━━━ TEXT BLOCK ━━━

Low Specific Contact Resistance and High-Temperature Reliability of Ni/Nb Ohmic Contacts on 4H-SiC for Harsh Environment Applications

概要

論文の要約
氏名 Vuong Van Cuong
論文題目 Low Specific Contact Resistance and High-Temperature Reliability of Ni/Nb
Ohmic Contacts on 4H-SiC for Harsh Environment Applications
(極限環境応用のための4H-SiC半導体上の低抵抗・高信頼Ni/Nbオーミック接触形
成)
In this dissertation, the low specific contact resistance and high-temperature reliability
of Ni/Nb ohmic contacts on 4H-SiC for harsh environment applications has been
investigated.

━━━ DATA EXTRACT ━━━

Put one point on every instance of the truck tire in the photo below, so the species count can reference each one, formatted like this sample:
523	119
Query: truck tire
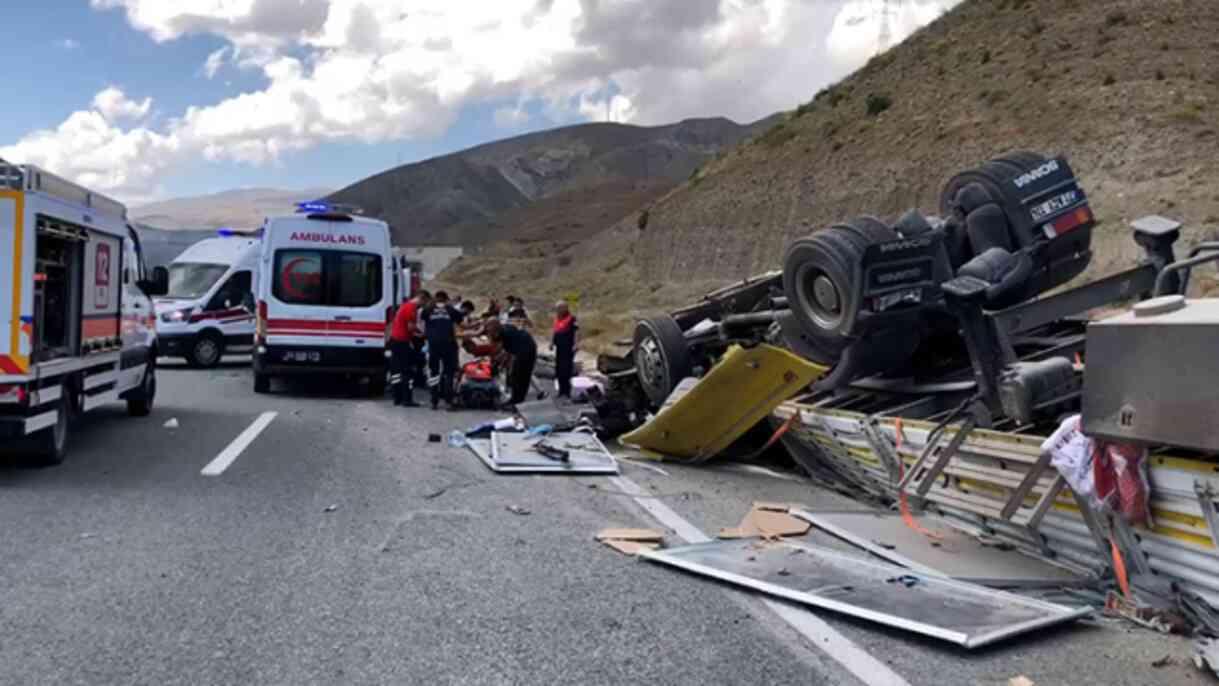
51	444
206	350
662	357
139	401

━━━

§ REQUESTS:
**A.** Answer these questions from the dissertation summary, one per line:
(i) What name is given for the author?
(ii) On what semiconductor material are the ohmic contacts formed?
(iii) Which two properties of the contacts does the summary say were investigated?
**B.** Extract the passage of the dissertation summary that starts with "In this dissertation, the" and goes on through "investigated.", copying it word for word.
**C.** Extend the dissertation summary on Ni/Nb ohmic contacts for 4H-SiC, picking up right after its last sentence.
The records aren't needed for any of this work.

§ TASK-BY-TASK OUTPUTS:
**A.**
(i) Vuong Van Cuong
(ii) 4H-SiC
(iii) Low specific contact resistance and high-temperature reliability

**B.**
In this dissertation, the low specific contact resistance and high-temperature reliability
of Ni/Nb ohmic contacts on 4H-SiC for harsh environment applications has been
investigated.

**C.**
In general, Ni is a good candidate for ohmic contact to n-type 4H-SiC because of low
specific contact resistivity. However, the excess carbon atoms released from the SiC
substrate are not controlled and thus cause the degradation of the contacts when operating in
high temperature environment. By introducing Nb, these excess carbon atoms can be
collected by the formation of Nb-C compounds during the annealing process and therefore
improve the quality of the contacts. The experimental results show that though the
Nb/Ni/4H-SiC had a low specific contact resistance after the fabrication process, it lost the
ohmic behavior just 10-hour aging at 400℃. While the Ni/Nb/4H-SiC contact still exhibited
good ohmic characteristics after being aged for 100 hours. The two-dimensional X-ray
diffraction (2D-XRD), hard X-ray photoelectron spectroscopy (HAXPES), and transmission
electron microscopy (TEM) analysis indicated that the Ni/Nb/4H-SiC sample had a better
ability to collect the excess carbon atoms by the formation of Nb6C5 compound compared to
the Nb/Ni/4H-SiC contact and thus improves the reliability of the contacts when operating
in high temperature environment.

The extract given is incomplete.